WHAT IS REQUIRED: Give back every line of the data, transcribed exactly.

RECORDS SHOWN:
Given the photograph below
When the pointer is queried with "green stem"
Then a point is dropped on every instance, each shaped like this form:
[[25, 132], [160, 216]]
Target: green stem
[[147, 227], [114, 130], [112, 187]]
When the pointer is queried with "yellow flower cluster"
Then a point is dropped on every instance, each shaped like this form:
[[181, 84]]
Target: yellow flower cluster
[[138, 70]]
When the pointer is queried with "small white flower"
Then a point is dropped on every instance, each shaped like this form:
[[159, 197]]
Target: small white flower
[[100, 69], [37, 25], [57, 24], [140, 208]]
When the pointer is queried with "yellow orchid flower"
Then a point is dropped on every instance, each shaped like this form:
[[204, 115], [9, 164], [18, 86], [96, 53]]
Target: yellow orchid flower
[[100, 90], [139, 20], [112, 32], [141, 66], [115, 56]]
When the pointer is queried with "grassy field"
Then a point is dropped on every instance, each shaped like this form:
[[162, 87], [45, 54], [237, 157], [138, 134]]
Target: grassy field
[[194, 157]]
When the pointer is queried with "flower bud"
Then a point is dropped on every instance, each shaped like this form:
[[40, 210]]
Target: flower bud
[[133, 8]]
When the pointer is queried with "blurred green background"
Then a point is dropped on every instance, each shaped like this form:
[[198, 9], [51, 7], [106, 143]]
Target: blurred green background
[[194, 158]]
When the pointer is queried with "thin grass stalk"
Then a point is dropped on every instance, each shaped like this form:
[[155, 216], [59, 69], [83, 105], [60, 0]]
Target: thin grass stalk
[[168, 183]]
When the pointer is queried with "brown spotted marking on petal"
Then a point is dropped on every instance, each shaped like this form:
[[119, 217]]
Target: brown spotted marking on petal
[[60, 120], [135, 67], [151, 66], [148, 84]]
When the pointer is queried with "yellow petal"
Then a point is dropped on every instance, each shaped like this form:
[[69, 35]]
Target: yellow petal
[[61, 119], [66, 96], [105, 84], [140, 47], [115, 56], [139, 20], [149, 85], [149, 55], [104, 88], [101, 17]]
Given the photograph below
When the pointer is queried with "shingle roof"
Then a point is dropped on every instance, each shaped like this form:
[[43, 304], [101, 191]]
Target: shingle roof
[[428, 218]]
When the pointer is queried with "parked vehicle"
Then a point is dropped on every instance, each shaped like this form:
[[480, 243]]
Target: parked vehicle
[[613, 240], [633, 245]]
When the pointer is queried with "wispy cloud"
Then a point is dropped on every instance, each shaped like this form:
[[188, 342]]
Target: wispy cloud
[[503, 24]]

RESPONSE TO THIS EXERCISE:
Given the photograph below
When the pointer is queried with "green stem"
Then a point is dropped on every instance, each shaped like this form:
[[25, 132], [160, 216]]
Target: green stem
[[147, 227], [114, 130], [112, 187]]
When the pointer is queried with "yellow flower cluster"
Then a point is dropped on every instance, each shaped like this form:
[[181, 84]]
Target: yellow flower cluster
[[138, 70]]
When the pointer is queried with "small white flower"
Then a point is dropped on every instance, each shaped like this form:
[[159, 197]]
Target: small white flower
[[100, 69], [37, 25], [57, 24], [140, 208]]
When the pointer is queried with "yellow orchid flower"
Then a point is dropped on every instance, each shaped like this form:
[[204, 115], [9, 164], [18, 86], [96, 53]]
Target: yellow orchid flower
[[100, 90], [139, 20], [112, 32], [141, 66], [115, 56]]
When the pointer is queried with "grassy field"
Then a point is dropped on every instance, each shaped like this form:
[[162, 87], [45, 54], [237, 157], [138, 134]]
Target: grassy field
[[194, 157]]
When the pointer is queried with "flower bud"
Then a point is dropped on every instance, each shaped like this form:
[[40, 210]]
Target: flower bud
[[133, 8]]
When the pointer is queried with "blurred green background"
Then a point is dropped on every instance, each shaped like this form:
[[198, 9], [51, 7], [106, 143]]
Target: blurred green background
[[194, 158]]
When the pointer is queried with "thin grass stalk"
Then a point is dropped on every instance, each shaped like this form:
[[155, 216], [59, 69], [83, 105], [60, 0]]
Target: thin grass stalk
[[168, 183]]
When the pointer is queried with "brown spotted marking on petal"
Then a point is dropped on every instance, each shaped like this form:
[[119, 217]]
Target: brown spotted marking on petal
[[60, 120], [135, 67], [151, 66], [148, 84]]
When the pointer is queried with "yellow petal"
Then a point is dropped on every instance, each shaped like this form:
[[69, 35]]
Target: yellow petal
[[61, 119], [66, 96], [105, 84], [140, 47], [115, 56], [139, 20], [149, 85], [149, 55], [104, 88], [101, 17]]
Given the photograph below
When the pointer is queried with "shingle roof"
Then a point is dropped on every instance, each shaped like this form:
[[43, 304], [101, 191]]
Target: shingle roof
[[428, 218]]
When the pointer is queried with "parked vehicle"
Then a point is dropped on every instance, each shaped like this form:
[[480, 243]]
Target: parked vehicle
[[613, 240], [633, 245]]
When the pointer is queried with "wispy cloud"
Then a point is dropped on every instance, each shaped like this form:
[[188, 342]]
Target: wispy cloud
[[503, 24]]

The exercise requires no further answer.